Prompt: Output all the entries word for word. Omit the pictures.

Supplied material:

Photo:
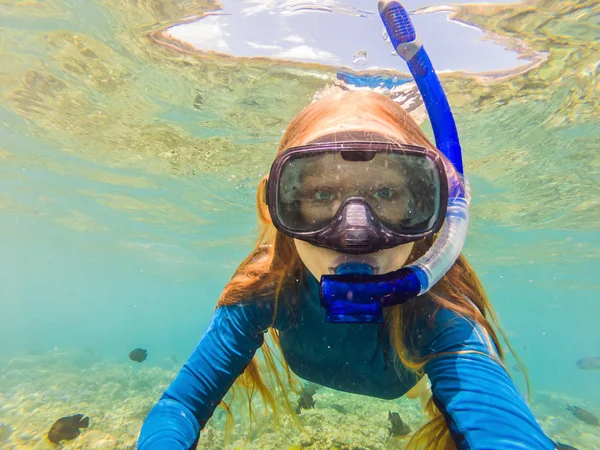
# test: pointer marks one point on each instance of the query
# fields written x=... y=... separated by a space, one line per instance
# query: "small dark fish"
x=589 y=363
x=305 y=401
x=138 y=355
x=398 y=428
x=584 y=415
x=5 y=432
x=560 y=446
x=67 y=428
x=340 y=408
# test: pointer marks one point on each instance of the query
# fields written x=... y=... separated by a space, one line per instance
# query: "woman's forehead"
x=354 y=136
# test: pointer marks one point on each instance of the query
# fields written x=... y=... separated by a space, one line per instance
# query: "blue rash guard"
x=481 y=405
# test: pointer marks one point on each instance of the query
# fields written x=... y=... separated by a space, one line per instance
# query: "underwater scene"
x=134 y=134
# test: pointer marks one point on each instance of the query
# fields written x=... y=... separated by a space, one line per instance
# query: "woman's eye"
x=385 y=194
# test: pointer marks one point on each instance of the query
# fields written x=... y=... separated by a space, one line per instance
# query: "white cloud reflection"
x=307 y=52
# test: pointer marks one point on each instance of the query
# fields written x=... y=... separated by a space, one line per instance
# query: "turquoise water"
x=127 y=180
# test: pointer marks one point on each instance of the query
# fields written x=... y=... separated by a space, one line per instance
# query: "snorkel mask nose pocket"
x=354 y=230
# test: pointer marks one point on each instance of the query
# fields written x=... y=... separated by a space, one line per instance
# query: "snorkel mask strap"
x=361 y=297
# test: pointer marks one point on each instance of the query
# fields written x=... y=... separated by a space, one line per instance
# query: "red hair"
x=274 y=263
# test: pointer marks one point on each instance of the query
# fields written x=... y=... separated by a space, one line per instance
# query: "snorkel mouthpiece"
x=350 y=296
x=355 y=295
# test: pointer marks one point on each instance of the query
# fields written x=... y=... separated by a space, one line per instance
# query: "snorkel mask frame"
x=356 y=228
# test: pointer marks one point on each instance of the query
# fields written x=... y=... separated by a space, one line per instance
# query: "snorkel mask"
x=376 y=195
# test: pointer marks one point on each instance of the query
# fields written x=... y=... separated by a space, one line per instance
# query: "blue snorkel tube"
x=354 y=294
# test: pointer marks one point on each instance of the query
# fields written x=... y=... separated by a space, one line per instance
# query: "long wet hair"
x=274 y=265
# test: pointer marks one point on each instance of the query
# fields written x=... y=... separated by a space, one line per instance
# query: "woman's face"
x=320 y=261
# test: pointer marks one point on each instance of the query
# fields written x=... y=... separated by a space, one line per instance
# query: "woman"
x=356 y=194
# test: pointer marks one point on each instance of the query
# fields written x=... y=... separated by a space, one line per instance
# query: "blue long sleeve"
x=224 y=351
x=481 y=404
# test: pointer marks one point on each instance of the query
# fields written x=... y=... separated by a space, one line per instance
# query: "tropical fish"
x=398 y=428
x=138 y=355
x=589 y=363
x=67 y=428
x=584 y=415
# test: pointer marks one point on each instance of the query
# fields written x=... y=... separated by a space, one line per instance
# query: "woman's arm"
x=481 y=404
x=228 y=345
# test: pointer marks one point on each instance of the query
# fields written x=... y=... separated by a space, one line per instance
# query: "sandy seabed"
x=36 y=390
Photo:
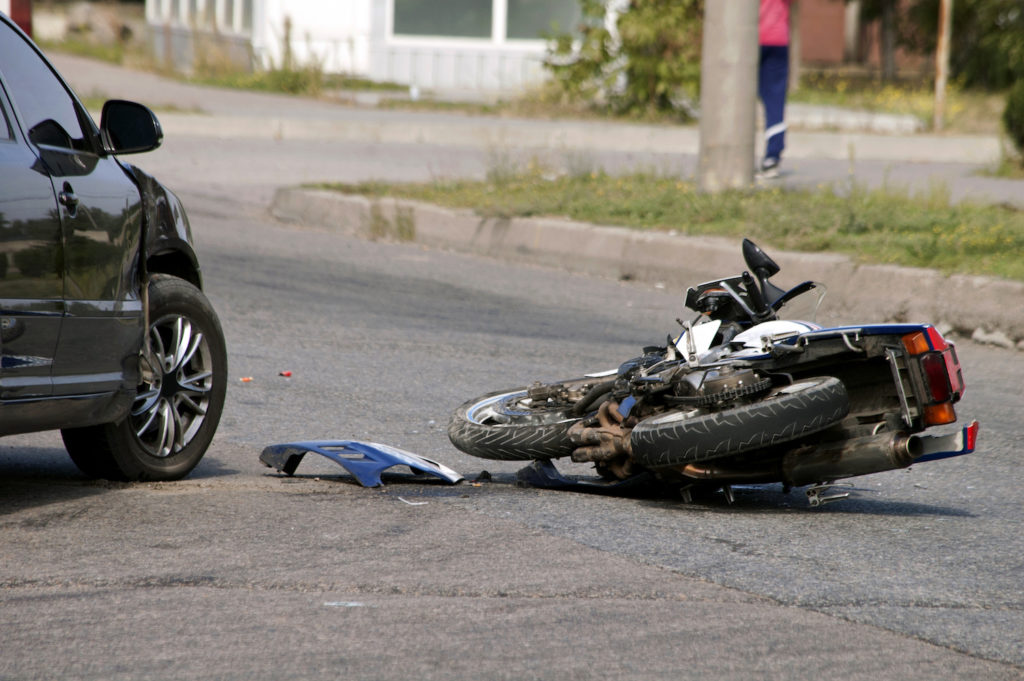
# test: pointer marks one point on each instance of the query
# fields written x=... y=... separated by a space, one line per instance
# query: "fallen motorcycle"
x=739 y=396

Output for this task:
Photo:
# test: pointer marks one point on each instance of the query
# fields written x=... y=... separated by a space, one line per instance
# query: "small dark fish"
x=589 y=363
x=305 y=401
x=138 y=355
x=398 y=428
x=584 y=415
x=5 y=432
x=560 y=446
x=67 y=428
x=340 y=408
# test: pointer marks one point on each instance of the query
# fields written x=... y=... separated by a space, one line per instance
# query: "woman's forehead"
x=354 y=136
# test: pointer marks one point on each instance of the query
# fields written x=... y=... separated by a space, one line per instance
# query: "blue rash guard"
x=481 y=405
# test: pointer marks one point on each instance of the query
# fields written x=... y=... separated by a space, one line per instance
# query: "underwater scene"
x=134 y=134
# test: pointer marks one point on each instance of the query
# fields written x=... y=... separated by a space, one line per instance
# query: "woman's eye"
x=385 y=194
# test: pointer marks one point on each instance of the query
# fields written x=... y=... separated by a space, one line per instance
# query: "white cloud reflection"
x=307 y=52
# test: pointer marks one point on each instance of the query
# fields written x=... y=... separated by a space, one line per instance
# query: "turquoise water"
x=127 y=180
# test: pointer marks one point on each instance of the query
# fields written x=... y=... separated by a space, one line per instance
# query: "snorkel mask nose pocket"
x=354 y=230
# test: pointer marks one point on each instance of the query
# fields written x=... y=... separated by a space, one line per instance
# query: "snorkel mask strap"
x=361 y=297
# test: pointer marks one point on each instance of the query
# fields written x=... y=... separated by a space, one line per instance
# query: "red hair"
x=274 y=263
# test: pointer marks one point on each instance of the query
# fields written x=... y=... separated by a space, one line per instance
# query: "snorkel mouthpiece"
x=350 y=296
x=355 y=295
# test: pointer marks one point on each instance of the query
# fields written x=... y=... separated by a space, one line per instance
# query: "snorkel mask frame"
x=356 y=228
# test: pointer marks one point on each instance of the query
# fields written x=... y=... separated by a space, one line per instance
# query: "snorkel mask"
x=376 y=195
# test: pointer marks one point on each instance of the query
# fields written x=... y=... separated by a space, one line per instance
# query: "blue snorkel tube"
x=354 y=294
# test: pointer marks one point on each instance of the query
# fields written x=... y=... separated by a space, one line per instance
# query: "long wet hair"
x=274 y=265
# test: pointer marks one point on each instance of the query
# fields written x=... y=... separated by a space, one line per instance
# query: "woman's face"
x=320 y=261
# test: pointer marks one point on each instance of the query
# fields written x=... y=... separated by a space, one line per instance
# query: "woman"
x=356 y=194
# test: pointer marks one point on each instance of the query
# fields written x=... y=... separated by a space, one line per instance
# query: "blue long sleeve"
x=224 y=351
x=481 y=404
# test: pointer marks one point on each instance of the query
# fields written x=... y=... separated by a space, one line per instance
# query: "tropical fish"
x=398 y=428
x=138 y=355
x=589 y=363
x=67 y=428
x=584 y=415
# test: pointer marks one point on each instance of the query
# fields written x=... y=... separated by a space, one line per instance
# query: "woman's arm"
x=481 y=404
x=228 y=345
# test: pointer marks one point on each instance of the query
# fields written x=... y=... separated by a space, one line per instance
# query: "sandy seabed"
x=36 y=390
Photo:
# test: pointer marks one point on each instance of the query
# fields written x=... y=... separated by a space, one line per instance
# query: "fallen motorcycle"
x=739 y=396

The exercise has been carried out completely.